Turn every line of the records below into a Markdown table with the columns Row and Line, numbering the rows and skipping blank lines. Leave the pictures out.
··· EXERCISE DATA ···
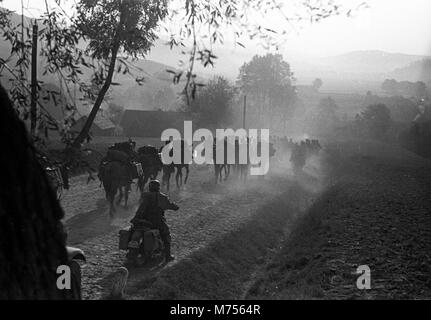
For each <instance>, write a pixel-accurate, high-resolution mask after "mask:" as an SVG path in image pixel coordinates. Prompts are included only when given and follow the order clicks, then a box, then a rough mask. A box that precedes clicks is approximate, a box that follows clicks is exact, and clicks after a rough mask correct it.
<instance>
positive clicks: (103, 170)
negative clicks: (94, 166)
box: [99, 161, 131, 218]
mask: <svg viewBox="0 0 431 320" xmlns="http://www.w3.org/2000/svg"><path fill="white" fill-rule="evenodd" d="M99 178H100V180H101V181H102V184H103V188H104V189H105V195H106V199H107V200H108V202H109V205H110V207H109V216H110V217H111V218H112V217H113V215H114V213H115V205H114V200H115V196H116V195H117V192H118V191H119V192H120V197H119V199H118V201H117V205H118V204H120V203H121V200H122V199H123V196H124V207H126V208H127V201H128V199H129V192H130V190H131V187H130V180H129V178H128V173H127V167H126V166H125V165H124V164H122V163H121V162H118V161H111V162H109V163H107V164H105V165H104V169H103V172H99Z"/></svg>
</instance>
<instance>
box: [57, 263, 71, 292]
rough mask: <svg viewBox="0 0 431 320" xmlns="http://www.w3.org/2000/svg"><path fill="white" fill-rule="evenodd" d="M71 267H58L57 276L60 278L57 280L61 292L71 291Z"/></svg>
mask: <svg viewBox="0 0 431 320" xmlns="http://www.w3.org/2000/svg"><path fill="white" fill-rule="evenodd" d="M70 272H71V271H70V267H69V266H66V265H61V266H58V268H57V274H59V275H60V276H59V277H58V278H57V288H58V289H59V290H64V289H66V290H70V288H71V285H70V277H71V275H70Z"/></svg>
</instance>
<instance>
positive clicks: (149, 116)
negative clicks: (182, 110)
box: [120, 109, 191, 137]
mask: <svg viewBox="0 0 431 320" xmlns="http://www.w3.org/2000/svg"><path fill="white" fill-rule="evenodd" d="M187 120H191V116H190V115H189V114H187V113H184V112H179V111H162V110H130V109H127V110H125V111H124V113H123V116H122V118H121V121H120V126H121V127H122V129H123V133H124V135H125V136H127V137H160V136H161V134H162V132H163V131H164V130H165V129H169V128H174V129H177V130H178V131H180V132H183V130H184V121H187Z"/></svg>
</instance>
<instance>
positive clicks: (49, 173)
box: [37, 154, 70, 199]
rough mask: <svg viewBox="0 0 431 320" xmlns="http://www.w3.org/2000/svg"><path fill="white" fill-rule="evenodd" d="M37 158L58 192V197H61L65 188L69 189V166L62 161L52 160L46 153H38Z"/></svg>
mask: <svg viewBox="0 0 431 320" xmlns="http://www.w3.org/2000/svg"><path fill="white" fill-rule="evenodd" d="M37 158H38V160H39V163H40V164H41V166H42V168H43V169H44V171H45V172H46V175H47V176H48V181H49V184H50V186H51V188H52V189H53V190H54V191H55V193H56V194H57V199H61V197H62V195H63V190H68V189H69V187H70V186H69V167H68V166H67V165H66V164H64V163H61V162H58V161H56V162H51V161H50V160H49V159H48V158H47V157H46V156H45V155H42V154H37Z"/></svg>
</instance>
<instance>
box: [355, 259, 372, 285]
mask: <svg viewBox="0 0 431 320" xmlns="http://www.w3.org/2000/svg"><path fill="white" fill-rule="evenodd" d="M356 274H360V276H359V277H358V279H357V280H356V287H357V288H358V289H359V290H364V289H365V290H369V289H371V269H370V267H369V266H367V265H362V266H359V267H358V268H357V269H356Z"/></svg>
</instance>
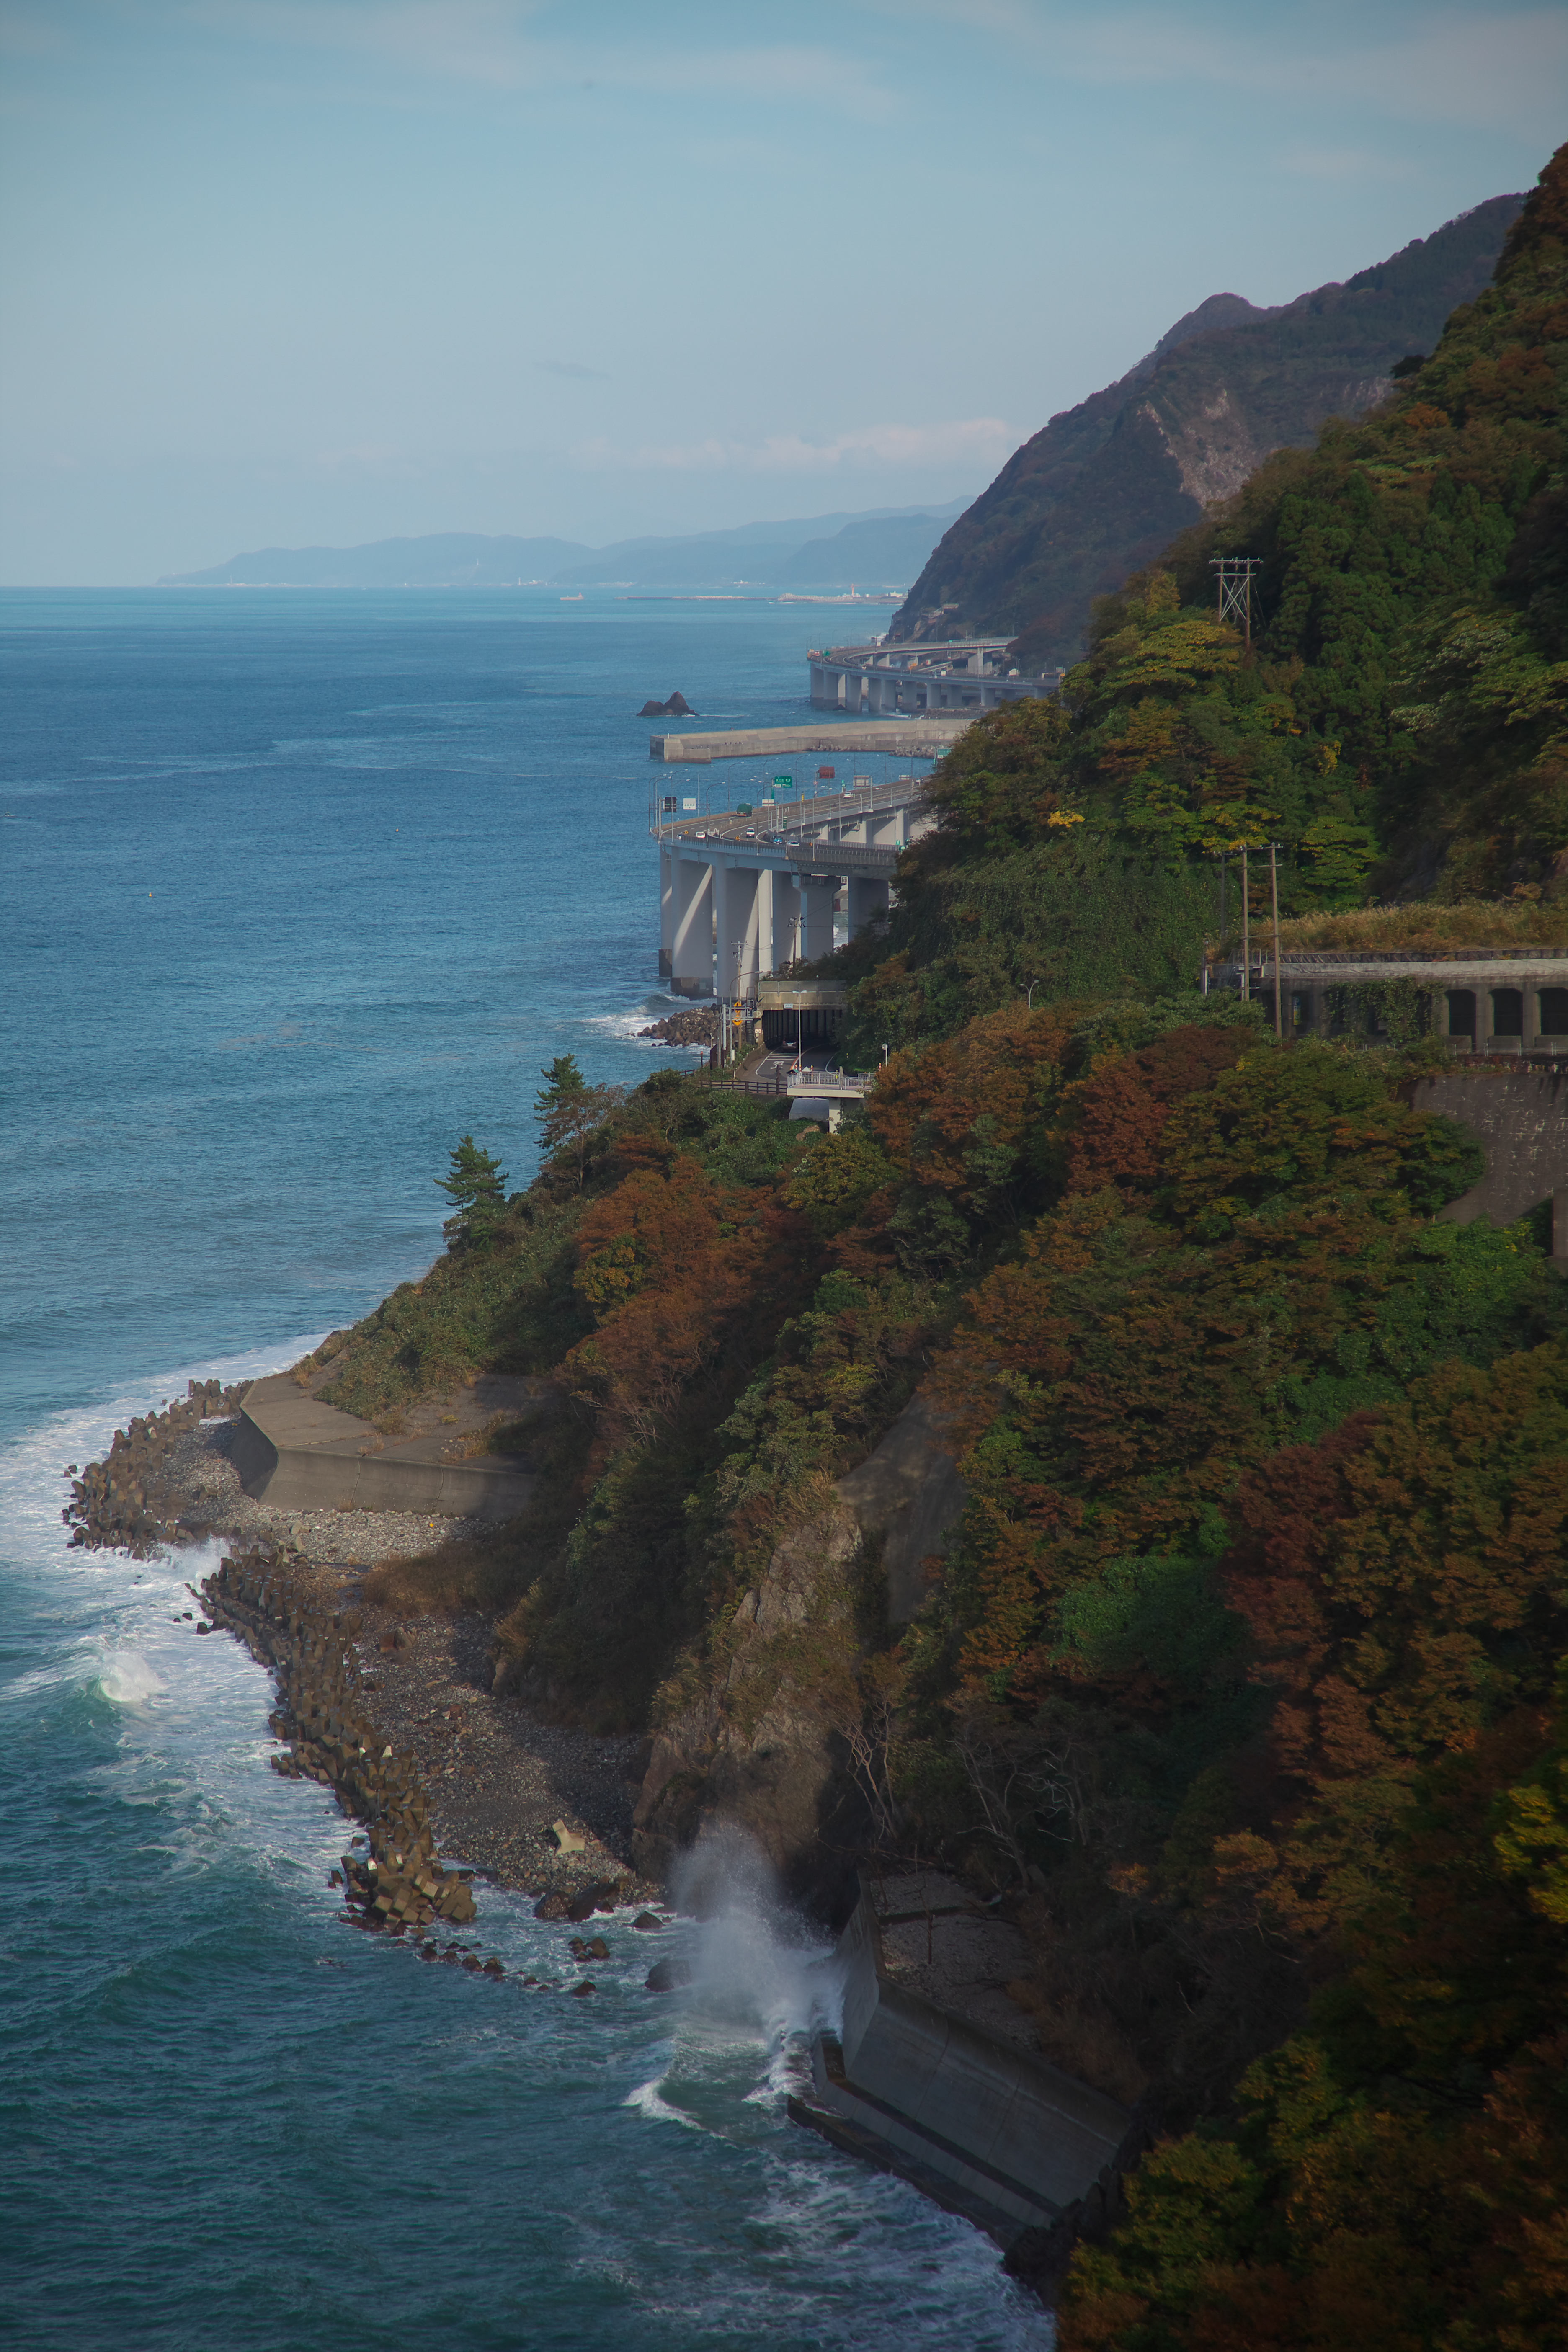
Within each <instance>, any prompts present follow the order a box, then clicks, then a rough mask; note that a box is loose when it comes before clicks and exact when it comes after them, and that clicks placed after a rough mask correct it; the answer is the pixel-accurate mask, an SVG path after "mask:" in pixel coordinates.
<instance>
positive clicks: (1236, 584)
···
### [RESPONSE BELOW]
| Row | Line |
|---|---|
| 1 | For each <instance>, write a pixel-accurate, high-resolution mask after "mask:" as an SVG path in image pixel coordinates. Prompts are included only when given and follow the order clicks, then a box, then a rough mask. A box that precedes clicks is approximate, a box that follows clicks is exact, and clicks after a rough mask correct it. |
| 2 | <instance> |
| 3 | positive clicks: (103, 170) |
| 4 | negative clicks: (94, 166) |
| 5 | box: [99, 161, 131, 218] |
| 6 | mask: <svg viewBox="0 0 431 320" xmlns="http://www.w3.org/2000/svg"><path fill="white" fill-rule="evenodd" d="M99 178H100V180H101V181H102V184H103V188H104V189H105V195H106V199H107V200H108V202H109V205H110V207H109V216H110V217H111V218H112V217H113V215H114V213H115V205H114V200H115V196H116V195H117V192H118V191H119V192H120V197H119V199H118V201H117V205H118V204H120V203H121V200H122V199H123V196H124V207H126V208H127V201H128V199H129V192H130V190H131V187H130V180H129V178H128V173H127V167H126V166H125V165H124V164H122V163H121V162H118V161H111V162H109V163H107V164H105V165H104V169H103V172H99Z"/></svg> |
| 7 | </instance> |
| 8 | <instance> |
| 9 | box: [57, 263, 71, 292] |
| 10 | rough mask: <svg viewBox="0 0 431 320" xmlns="http://www.w3.org/2000/svg"><path fill="white" fill-rule="evenodd" d="M71 267H58L57 276L60 278L57 280L61 292L71 291Z"/></svg> |
| 11 | mask: <svg viewBox="0 0 431 320" xmlns="http://www.w3.org/2000/svg"><path fill="white" fill-rule="evenodd" d="M70 272H71V271H70V267H69V266H66V265H61V266H58V268H57V274H59V275H60V276H59V277H58V278H57V288H58V289H59V290H64V289H66V290H70V288H71V285H70V277H71V275H70Z"/></svg> |
| 12 | </instance> |
| 13 | <instance> |
| 14 | positive clicks: (149, 116) |
| 15 | negative clicks: (182, 110) |
| 16 | box: [120, 109, 191, 137] |
| 17 | mask: <svg viewBox="0 0 431 320" xmlns="http://www.w3.org/2000/svg"><path fill="white" fill-rule="evenodd" d="M187 120H191V116H190V115H189V114H187V113H184V112H179V111H162V110H130V109H127V110H125V111H124V113H123V116H122V118H121V121H120V126H121V127H122V129H123V133H124V135H125V136H127V137H160V136H161V134H162V132H163V131H164V130H165V129H169V128H174V129H177V130H178V131H180V132H183V130H184V121H187Z"/></svg> |
| 18 | </instance> |
| 19 | <instance> |
| 20 | positive clicks: (49, 173) |
| 21 | box: [37, 154, 70, 199] |
| 22 | rough mask: <svg viewBox="0 0 431 320" xmlns="http://www.w3.org/2000/svg"><path fill="white" fill-rule="evenodd" d="M37 158L58 192V197H61L65 188L69 189V166L62 161L52 160L46 153H38Z"/></svg> |
| 23 | mask: <svg viewBox="0 0 431 320" xmlns="http://www.w3.org/2000/svg"><path fill="white" fill-rule="evenodd" d="M37 158H38V160H39V163H40V164H41V166H42V168H43V169H44V171H45V172H46V175H47V176H48V181H49V184H50V186H51V188H52V189H53V190H54V191H55V193H56V194H57V199H61V197H62V195H63V190H68V189H69V187H70V186H69V167H68V166H67V165H66V164H64V163H61V162H58V161H56V162H51V161H50V160H49V159H48V158H47V157H46V156H45V155H42V154H37Z"/></svg> |
| 24 | </instance> |
| 25 | <instance> |
| 26 | box: [355, 259, 372, 285] |
| 27 | mask: <svg viewBox="0 0 431 320" xmlns="http://www.w3.org/2000/svg"><path fill="white" fill-rule="evenodd" d="M356 274H360V276H359V277H358V279H357V280H356V287H357V288H358V289H359V290H364V289H365V290H369V289H371V269H370V267H369V266H367V265H362V266H359V267H358V268H357V269H356Z"/></svg> |
| 28 | </instance> |
| 29 | Within each <instance>, any prompts present follow the order a box, then clicks, then a rough mask; note that a box is loose when it comes before clicks and exact when it comes after them, and that clicks placed after a rough mask correct it; the answer is the pixel-accurate mask, an SVG path after "mask:" in pixel coordinates. |
| 30 | <instance> |
| 31 | positive clicks: (1236, 584) |